*WRITTEN EXERCISE*.
Select each line below that contains the string "closet". Letter case must match.

----- EXERCISE DATA

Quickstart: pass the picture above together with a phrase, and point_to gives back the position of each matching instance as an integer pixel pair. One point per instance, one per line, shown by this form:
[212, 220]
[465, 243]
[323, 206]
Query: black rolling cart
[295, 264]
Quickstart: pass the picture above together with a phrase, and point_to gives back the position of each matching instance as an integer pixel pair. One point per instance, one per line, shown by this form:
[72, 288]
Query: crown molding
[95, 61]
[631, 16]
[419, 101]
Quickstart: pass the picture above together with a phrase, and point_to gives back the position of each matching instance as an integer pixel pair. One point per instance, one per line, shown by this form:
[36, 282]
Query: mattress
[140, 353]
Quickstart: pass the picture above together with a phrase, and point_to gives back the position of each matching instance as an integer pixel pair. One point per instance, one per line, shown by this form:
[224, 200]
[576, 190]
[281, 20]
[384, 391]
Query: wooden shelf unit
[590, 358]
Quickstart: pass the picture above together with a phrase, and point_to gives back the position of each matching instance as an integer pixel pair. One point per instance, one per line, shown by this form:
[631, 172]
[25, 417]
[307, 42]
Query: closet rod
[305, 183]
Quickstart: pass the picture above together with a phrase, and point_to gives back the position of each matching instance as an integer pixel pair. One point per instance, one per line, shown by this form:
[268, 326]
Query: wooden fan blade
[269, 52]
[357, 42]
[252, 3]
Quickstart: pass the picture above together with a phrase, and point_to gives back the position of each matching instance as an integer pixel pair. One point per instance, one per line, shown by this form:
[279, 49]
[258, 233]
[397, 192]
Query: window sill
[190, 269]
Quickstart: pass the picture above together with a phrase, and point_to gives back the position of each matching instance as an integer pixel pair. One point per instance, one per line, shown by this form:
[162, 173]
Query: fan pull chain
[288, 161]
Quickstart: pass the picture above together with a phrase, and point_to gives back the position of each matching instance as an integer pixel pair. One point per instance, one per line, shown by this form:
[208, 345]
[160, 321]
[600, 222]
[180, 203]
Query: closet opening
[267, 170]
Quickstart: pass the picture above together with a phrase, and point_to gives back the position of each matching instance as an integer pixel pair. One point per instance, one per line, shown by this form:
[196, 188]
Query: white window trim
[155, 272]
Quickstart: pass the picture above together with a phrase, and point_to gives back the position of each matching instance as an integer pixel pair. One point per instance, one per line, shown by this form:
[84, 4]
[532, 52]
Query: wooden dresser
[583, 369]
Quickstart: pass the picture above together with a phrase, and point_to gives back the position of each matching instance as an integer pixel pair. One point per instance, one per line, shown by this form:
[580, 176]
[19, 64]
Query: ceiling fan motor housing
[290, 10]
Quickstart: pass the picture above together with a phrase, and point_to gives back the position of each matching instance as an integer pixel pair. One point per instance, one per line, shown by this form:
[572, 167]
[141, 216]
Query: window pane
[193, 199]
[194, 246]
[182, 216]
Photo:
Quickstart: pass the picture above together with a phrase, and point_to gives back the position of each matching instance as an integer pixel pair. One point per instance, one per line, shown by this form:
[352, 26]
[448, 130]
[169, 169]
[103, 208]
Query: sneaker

----------

*EXERCISE ANSWER*.
Query: closet rod
Query: closet opening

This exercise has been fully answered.